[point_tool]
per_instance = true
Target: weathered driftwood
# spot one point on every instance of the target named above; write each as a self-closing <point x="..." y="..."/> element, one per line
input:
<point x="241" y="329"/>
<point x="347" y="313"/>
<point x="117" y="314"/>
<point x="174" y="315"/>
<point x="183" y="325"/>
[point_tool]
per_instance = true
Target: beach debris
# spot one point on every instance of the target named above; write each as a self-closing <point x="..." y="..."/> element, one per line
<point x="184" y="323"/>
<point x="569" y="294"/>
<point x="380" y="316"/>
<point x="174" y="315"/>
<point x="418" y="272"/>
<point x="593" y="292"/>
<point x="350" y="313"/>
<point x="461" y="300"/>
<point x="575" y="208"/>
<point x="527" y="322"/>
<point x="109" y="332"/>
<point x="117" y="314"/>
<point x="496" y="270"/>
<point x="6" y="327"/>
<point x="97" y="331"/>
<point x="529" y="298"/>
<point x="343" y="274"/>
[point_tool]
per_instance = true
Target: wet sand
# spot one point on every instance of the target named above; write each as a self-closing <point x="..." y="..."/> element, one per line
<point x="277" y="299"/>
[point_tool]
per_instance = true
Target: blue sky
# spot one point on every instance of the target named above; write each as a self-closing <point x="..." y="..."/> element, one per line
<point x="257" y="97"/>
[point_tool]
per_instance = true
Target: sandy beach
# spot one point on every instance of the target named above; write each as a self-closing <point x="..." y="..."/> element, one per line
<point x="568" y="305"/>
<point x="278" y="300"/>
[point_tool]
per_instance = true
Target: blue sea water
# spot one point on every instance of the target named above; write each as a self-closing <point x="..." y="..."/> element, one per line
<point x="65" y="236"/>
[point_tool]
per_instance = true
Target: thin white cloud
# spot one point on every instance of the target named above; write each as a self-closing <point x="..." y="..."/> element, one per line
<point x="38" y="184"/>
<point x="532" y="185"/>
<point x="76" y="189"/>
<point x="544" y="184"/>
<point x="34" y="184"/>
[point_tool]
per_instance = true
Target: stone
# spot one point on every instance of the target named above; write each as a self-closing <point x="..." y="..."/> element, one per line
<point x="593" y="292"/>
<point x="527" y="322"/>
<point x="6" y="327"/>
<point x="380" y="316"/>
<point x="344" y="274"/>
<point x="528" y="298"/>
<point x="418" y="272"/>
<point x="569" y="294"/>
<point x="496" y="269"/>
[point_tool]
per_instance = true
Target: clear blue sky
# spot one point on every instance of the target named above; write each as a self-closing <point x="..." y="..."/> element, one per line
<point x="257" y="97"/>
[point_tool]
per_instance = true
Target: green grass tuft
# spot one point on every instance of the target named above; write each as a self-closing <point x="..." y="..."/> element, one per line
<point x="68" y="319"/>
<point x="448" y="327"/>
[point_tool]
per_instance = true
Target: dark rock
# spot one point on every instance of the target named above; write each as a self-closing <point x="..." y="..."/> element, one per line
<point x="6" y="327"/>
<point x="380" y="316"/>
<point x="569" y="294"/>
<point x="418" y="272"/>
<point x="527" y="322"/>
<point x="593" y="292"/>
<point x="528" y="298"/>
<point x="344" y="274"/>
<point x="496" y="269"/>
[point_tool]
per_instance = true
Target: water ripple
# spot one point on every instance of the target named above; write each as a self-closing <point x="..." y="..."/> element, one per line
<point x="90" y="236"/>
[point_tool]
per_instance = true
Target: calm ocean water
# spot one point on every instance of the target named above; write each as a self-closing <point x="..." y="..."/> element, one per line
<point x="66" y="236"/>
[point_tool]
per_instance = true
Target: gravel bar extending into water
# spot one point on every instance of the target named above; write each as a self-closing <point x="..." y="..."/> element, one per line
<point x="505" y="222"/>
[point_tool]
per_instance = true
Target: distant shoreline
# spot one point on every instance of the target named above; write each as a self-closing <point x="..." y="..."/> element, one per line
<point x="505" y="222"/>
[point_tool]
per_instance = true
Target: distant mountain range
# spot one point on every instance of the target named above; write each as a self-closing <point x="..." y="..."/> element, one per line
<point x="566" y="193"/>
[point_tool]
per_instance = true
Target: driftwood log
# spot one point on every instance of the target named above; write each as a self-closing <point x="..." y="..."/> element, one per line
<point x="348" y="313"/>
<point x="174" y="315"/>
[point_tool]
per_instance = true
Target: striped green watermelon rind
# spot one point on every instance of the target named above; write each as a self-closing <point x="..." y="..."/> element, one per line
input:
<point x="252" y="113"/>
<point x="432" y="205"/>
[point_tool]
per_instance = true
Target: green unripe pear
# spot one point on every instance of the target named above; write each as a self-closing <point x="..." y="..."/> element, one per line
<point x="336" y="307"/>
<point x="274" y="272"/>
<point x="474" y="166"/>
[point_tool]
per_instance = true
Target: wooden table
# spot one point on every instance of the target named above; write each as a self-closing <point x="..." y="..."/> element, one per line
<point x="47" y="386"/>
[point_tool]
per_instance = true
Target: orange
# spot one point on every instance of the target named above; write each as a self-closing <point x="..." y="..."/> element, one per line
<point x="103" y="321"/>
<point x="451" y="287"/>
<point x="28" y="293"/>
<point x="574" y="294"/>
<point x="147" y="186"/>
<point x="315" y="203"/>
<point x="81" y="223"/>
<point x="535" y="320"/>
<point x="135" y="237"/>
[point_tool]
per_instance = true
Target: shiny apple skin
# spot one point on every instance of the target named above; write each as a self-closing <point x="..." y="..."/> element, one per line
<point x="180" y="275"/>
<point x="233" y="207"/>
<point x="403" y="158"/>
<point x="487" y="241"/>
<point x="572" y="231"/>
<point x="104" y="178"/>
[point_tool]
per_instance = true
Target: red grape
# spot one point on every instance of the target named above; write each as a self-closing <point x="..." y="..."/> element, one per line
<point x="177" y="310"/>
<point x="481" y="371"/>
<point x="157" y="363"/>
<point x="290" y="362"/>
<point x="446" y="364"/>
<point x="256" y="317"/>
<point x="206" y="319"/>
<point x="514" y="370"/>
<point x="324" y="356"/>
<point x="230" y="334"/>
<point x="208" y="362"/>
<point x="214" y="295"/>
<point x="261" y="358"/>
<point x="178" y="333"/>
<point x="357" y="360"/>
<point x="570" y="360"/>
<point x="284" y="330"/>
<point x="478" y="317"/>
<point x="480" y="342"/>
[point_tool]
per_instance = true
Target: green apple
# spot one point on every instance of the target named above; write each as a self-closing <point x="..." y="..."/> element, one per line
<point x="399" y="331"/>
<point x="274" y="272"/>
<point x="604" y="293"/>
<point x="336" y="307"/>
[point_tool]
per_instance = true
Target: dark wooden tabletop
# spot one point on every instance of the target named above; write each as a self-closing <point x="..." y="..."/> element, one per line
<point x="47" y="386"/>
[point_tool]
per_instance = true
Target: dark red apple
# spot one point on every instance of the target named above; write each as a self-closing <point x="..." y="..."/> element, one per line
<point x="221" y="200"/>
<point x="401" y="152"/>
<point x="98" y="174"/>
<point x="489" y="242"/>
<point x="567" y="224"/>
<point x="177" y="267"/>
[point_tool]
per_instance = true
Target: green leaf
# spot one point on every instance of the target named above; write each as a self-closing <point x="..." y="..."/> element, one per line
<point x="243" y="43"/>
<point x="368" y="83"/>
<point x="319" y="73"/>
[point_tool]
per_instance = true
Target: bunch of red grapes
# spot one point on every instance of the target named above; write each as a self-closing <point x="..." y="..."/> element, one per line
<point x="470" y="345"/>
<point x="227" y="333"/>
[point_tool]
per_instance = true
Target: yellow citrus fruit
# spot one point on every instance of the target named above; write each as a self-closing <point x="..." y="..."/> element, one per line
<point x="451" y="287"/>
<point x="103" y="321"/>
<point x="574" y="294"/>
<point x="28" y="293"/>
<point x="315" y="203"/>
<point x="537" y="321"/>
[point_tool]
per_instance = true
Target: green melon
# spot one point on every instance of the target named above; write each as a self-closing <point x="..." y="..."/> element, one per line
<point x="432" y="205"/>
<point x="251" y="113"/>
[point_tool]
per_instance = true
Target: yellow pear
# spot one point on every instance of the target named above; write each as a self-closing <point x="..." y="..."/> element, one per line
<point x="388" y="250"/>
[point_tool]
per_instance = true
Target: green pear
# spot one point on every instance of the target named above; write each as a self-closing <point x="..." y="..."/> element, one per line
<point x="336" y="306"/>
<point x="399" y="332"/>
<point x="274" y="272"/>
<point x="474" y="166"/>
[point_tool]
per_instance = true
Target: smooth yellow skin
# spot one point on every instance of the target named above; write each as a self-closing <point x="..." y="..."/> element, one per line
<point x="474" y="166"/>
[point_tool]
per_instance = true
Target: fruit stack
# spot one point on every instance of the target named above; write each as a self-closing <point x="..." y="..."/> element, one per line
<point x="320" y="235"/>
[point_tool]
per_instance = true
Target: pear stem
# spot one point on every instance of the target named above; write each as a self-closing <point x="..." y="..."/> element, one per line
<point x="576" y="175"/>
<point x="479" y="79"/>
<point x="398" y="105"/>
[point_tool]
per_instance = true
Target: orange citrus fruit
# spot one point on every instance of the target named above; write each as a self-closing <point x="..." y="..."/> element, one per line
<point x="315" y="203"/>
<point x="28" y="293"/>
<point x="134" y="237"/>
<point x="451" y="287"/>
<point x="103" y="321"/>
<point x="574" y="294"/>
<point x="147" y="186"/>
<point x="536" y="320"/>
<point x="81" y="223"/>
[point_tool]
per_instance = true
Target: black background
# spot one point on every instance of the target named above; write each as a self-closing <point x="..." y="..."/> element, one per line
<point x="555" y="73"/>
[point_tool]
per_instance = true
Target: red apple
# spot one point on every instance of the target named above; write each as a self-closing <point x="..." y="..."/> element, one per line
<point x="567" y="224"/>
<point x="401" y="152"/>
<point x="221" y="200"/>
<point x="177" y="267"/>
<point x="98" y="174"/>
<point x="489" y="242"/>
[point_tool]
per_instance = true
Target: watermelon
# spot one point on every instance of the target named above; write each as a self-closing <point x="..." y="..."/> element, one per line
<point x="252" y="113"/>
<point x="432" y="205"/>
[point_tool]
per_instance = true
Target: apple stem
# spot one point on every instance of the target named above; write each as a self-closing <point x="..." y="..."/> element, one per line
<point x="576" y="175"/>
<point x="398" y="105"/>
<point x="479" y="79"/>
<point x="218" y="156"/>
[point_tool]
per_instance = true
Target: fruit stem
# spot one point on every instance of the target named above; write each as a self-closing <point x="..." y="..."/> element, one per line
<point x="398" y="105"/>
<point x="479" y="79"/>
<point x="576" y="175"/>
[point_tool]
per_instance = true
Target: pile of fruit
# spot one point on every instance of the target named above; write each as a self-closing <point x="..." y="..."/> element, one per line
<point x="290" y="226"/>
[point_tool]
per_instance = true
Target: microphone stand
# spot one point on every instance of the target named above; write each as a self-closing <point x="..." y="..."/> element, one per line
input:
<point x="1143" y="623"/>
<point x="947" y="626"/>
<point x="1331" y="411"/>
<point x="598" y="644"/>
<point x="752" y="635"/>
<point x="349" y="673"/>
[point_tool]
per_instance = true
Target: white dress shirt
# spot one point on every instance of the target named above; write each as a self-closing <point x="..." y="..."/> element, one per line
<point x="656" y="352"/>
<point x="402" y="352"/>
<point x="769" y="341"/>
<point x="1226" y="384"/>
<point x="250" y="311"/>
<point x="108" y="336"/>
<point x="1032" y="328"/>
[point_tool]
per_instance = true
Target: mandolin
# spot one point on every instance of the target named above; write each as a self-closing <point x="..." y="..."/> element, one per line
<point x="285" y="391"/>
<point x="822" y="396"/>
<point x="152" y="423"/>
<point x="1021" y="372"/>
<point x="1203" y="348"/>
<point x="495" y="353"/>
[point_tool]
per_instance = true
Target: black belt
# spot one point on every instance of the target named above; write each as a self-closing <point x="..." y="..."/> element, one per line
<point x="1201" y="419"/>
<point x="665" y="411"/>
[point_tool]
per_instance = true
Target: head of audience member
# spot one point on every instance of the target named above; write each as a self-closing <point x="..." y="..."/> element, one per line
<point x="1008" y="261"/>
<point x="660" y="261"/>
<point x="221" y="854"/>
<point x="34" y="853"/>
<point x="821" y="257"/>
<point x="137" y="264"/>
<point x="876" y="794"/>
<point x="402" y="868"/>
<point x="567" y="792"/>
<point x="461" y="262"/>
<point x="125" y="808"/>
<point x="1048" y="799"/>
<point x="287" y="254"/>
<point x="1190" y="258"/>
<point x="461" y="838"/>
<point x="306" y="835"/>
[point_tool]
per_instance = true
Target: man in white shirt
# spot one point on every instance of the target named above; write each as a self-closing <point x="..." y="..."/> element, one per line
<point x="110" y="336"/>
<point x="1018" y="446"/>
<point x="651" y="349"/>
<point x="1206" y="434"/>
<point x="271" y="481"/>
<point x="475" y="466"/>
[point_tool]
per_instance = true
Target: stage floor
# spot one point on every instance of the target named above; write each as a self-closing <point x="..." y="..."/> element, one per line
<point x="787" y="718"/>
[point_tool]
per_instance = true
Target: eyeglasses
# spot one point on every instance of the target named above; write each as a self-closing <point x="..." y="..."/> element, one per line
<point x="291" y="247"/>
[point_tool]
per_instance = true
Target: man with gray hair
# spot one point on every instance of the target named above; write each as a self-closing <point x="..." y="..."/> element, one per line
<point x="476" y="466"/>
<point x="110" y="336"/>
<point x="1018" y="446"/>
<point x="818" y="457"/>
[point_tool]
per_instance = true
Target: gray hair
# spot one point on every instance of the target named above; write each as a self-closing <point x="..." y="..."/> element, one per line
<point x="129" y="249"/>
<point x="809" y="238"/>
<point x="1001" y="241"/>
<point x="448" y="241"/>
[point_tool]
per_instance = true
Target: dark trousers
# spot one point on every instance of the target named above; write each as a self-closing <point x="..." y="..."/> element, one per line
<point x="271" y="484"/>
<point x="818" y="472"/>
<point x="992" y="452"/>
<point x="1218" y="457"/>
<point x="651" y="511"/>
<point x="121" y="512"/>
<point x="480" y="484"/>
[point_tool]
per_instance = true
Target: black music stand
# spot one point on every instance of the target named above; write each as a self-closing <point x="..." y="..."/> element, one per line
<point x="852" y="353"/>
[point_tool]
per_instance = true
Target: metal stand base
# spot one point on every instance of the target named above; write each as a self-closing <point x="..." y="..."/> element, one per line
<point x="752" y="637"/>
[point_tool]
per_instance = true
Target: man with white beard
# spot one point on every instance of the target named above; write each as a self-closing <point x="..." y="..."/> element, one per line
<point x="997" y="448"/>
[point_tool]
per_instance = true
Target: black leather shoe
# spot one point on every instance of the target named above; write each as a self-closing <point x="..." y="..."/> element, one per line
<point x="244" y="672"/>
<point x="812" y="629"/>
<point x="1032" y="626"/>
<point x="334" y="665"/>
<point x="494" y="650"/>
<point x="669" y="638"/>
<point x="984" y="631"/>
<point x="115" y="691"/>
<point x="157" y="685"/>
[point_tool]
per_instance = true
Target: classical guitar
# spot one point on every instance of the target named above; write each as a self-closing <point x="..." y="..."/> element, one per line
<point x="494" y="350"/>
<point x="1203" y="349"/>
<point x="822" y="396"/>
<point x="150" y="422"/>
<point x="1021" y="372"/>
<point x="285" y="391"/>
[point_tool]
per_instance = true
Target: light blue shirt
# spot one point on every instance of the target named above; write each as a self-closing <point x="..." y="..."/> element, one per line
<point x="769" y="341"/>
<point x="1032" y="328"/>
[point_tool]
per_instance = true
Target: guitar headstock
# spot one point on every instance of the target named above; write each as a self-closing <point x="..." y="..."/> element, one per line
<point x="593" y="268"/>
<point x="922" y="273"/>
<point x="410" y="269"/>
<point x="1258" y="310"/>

About this task ::
Reproduce the material above exactly, beginning at its first line and ending with the line that holds "Target: thin white cloud". Include nothing else.

Response ::
[point_tool]
per_instance = true
Target: weathered driftwood
# spot one point on every instance of the target named above; write each as a self-closing <point x="..." y="..."/> element, one per line
input:
<point x="241" y="329"/>
<point x="347" y="313"/>
<point x="117" y="314"/>
<point x="174" y="315"/>
<point x="183" y="325"/>
[point_tool]
per_instance = true
Target: beach debris
# spot one point on every instance of the target named above; write each as a self-closing <point x="..." y="..."/> element, one per line
<point x="184" y="323"/>
<point x="569" y="294"/>
<point x="380" y="316"/>
<point x="174" y="315"/>
<point x="418" y="272"/>
<point x="593" y="292"/>
<point x="350" y="313"/>
<point x="461" y="300"/>
<point x="575" y="208"/>
<point x="527" y="322"/>
<point x="109" y="332"/>
<point x="117" y="314"/>
<point x="496" y="270"/>
<point x="6" y="327"/>
<point x="97" y="331"/>
<point x="529" y="298"/>
<point x="343" y="274"/>
[point_tool]
per_instance = true
Target: wet sand
# spot one point on every instance of the target named above; write each as a self-closing <point x="..." y="..."/> element, one per line
<point x="277" y="299"/>
[point_tool]
per_instance = true
Target: blue sky
# spot one point on every instance of the target named above; write each as a self-closing <point x="..." y="..."/> element, one per line
<point x="257" y="97"/>
[point_tool]
per_instance = true
Target: sandy beach
# spot one point on every instance of the target named above; write each as a self-closing <point x="..." y="..."/> element, one per line
<point x="568" y="305"/>
<point x="278" y="300"/>
[point_tool]
per_instance = true
Target: blue sea water
# spot one point on every instance of the target named above; write each as a self-closing <point x="..." y="..."/> element, one per line
<point x="65" y="236"/>
[point_tool]
per_instance = true
Target: thin white cloud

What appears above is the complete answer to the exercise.